> [PROBLEM DESCRIPTION]
From the records below, please print only the lines from the one containing "Task: mark each instance of the house with red" through the one containing "Task: mark each instance of the shadow", both included. Skip the pictures.

> [SUPPLIED MATERIAL]
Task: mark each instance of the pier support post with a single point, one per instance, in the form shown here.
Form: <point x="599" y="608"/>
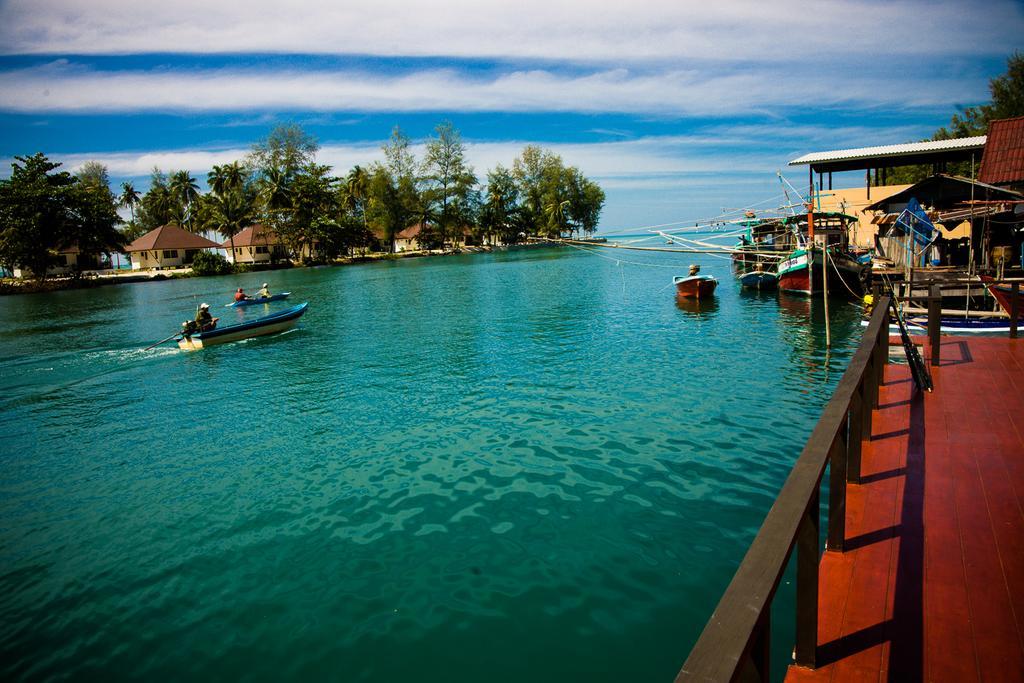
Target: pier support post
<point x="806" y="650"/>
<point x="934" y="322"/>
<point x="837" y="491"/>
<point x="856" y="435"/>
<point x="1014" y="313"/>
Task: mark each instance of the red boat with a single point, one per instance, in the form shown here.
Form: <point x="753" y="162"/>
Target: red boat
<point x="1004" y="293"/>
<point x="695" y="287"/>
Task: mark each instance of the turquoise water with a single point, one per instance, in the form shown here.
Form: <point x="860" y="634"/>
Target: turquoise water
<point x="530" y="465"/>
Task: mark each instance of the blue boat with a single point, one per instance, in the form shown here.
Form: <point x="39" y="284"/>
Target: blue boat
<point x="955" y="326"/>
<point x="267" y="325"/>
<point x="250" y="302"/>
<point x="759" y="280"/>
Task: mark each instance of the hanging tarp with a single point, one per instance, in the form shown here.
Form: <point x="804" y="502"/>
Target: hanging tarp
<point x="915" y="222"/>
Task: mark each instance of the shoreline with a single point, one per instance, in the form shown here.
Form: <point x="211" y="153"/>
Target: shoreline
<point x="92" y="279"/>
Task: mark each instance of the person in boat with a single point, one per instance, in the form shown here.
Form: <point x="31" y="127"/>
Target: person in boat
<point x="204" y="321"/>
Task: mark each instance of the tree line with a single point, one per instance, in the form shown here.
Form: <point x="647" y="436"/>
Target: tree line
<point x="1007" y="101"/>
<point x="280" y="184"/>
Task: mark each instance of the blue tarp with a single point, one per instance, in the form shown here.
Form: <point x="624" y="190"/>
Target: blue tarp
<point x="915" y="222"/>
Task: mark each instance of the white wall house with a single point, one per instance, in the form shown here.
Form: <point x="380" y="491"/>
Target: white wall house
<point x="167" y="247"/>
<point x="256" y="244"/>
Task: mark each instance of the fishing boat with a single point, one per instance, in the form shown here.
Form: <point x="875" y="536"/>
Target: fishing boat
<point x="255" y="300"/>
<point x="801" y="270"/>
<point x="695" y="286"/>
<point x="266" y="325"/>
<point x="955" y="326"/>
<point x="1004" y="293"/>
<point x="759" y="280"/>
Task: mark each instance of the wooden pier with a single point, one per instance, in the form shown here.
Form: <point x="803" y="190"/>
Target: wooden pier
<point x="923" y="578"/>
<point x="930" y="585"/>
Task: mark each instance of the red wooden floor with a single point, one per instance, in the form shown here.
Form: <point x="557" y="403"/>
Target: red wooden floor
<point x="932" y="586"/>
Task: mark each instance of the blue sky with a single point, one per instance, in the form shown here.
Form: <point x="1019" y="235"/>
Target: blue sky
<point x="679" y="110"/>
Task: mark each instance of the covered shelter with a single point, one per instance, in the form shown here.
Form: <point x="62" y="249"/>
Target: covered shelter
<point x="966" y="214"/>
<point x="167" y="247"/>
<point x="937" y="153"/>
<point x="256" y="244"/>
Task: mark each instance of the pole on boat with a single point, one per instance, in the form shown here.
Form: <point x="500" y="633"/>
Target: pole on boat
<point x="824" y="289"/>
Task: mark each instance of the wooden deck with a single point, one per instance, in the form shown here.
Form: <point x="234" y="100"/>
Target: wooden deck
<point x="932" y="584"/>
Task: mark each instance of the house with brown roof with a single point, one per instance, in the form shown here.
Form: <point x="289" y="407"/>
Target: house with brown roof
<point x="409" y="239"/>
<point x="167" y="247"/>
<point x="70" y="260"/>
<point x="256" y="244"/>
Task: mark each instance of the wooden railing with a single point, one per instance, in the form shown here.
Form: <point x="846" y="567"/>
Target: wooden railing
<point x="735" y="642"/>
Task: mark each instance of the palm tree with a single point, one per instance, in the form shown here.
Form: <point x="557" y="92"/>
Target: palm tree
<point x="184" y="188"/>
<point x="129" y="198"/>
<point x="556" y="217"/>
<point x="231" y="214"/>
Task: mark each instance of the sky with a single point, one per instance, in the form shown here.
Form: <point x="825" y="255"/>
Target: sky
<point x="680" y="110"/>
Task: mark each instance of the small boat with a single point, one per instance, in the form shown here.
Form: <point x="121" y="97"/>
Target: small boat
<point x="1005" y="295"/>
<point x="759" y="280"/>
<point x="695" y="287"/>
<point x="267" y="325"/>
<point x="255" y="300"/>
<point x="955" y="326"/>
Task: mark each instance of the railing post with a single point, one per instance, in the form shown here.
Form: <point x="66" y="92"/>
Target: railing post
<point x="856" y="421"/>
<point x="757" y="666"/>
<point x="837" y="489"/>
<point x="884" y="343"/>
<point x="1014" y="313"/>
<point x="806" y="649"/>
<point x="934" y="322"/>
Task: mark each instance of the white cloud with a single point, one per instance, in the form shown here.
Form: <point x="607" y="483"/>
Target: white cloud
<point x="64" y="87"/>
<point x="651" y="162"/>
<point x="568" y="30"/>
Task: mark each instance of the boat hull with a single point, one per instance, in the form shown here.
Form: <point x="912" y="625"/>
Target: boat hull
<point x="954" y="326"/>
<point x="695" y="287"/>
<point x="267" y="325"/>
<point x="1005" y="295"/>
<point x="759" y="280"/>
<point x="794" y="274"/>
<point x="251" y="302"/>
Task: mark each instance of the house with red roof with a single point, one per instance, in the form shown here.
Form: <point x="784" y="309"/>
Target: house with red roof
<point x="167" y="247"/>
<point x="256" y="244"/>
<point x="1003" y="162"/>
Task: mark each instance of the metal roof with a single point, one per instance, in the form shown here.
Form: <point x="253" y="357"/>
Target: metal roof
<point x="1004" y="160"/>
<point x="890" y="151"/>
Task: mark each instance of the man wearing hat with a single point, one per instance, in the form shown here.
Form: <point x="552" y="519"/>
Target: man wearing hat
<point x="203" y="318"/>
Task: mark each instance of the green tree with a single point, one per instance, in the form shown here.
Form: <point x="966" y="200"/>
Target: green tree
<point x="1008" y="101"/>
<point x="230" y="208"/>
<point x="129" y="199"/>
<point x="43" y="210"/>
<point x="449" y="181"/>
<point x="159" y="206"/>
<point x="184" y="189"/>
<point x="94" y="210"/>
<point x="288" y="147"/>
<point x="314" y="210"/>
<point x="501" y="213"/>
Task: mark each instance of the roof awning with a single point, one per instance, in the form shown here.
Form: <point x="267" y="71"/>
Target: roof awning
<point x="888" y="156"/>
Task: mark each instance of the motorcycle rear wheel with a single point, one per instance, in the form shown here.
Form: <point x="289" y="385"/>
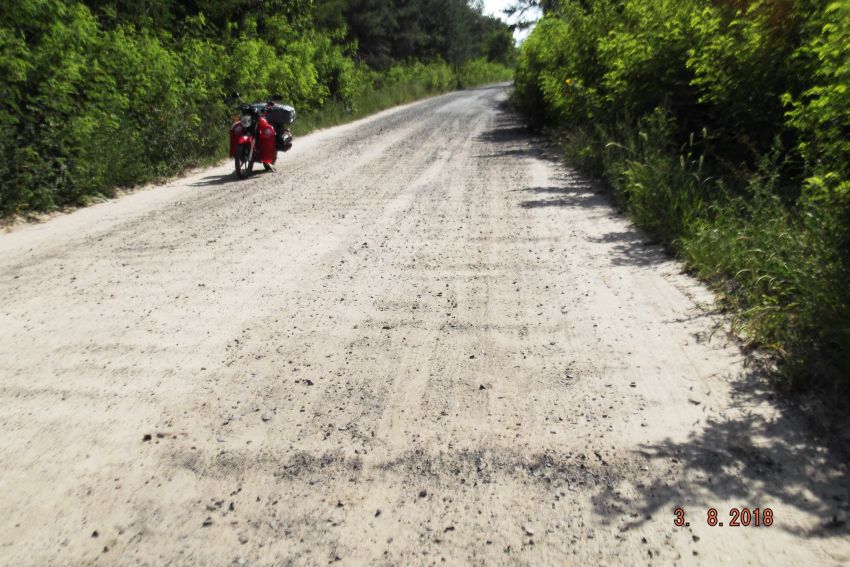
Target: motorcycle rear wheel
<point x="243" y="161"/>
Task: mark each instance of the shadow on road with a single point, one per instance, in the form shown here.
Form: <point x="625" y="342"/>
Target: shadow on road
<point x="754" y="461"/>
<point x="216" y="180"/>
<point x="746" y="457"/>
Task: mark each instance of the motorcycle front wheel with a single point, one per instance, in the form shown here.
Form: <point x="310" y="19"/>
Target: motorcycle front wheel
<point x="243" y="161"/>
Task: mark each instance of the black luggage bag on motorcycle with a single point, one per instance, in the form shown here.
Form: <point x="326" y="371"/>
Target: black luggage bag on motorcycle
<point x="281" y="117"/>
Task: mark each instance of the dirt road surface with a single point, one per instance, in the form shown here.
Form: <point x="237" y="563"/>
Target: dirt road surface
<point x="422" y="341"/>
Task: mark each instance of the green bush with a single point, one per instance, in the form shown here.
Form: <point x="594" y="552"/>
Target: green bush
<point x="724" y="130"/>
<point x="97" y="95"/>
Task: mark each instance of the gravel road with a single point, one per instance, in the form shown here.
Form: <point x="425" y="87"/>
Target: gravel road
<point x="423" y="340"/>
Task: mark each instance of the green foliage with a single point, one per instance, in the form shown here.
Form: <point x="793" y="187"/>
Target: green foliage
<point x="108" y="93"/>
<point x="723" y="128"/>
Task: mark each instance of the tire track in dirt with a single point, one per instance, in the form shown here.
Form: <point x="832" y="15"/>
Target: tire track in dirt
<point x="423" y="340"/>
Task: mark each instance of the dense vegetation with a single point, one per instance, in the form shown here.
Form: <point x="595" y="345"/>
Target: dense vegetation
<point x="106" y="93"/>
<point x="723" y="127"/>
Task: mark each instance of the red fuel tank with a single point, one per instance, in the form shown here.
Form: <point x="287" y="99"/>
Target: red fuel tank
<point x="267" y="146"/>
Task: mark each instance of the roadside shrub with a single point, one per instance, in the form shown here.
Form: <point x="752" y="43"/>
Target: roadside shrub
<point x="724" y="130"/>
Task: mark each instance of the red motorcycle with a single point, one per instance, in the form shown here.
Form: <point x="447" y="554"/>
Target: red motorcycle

> [ANSWER SPACE]
Task: mark each instance of the house with red roof with a single point, one per instance, in the form shown here.
Form: <point x="784" y="309"/>
Target: house with red roof
<point x="167" y="247"/>
<point x="256" y="244"/>
<point x="1003" y="162"/>
Task: mark each instance of the metal roof with a single point, one per instance, in the form shown here.
Form: <point x="253" y="357"/>
Target: metal roof
<point x="1004" y="160"/>
<point x="890" y="151"/>
Task: mark each instance of the man wearing hat with a single point, one per instance, in the form shown here.
Form: <point x="552" y="519"/>
Target: man wearing hat
<point x="203" y="318"/>
Task: mark each instance of the green tree with a single point, one per instance, in the form shown here.
Form: <point x="966" y="200"/>
Target: green tree
<point x="1008" y="101"/>
<point x="230" y="208"/>
<point x="129" y="199"/>
<point x="43" y="210"/>
<point x="449" y="181"/>
<point x="159" y="206"/>
<point x="184" y="189"/>
<point x="94" y="210"/>
<point x="288" y="147"/>
<point x="314" y="210"/>
<point x="501" y="213"/>
Task: mark each instance of the roof awning with a single point, one per instance, in the form shown here.
Form: <point x="267" y="71"/>
Target: roof awning
<point x="888" y="156"/>
Task: mark each instance of the motorcycle rear wheel with a single point, one per instance, in the form shown here.
Form: <point x="289" y="385"/>
Target: motorcycle rear wheel
<point x="243" y="161"/>
Task: mark each instance of the shadow on road with a single point, one per instance, in the form shown here.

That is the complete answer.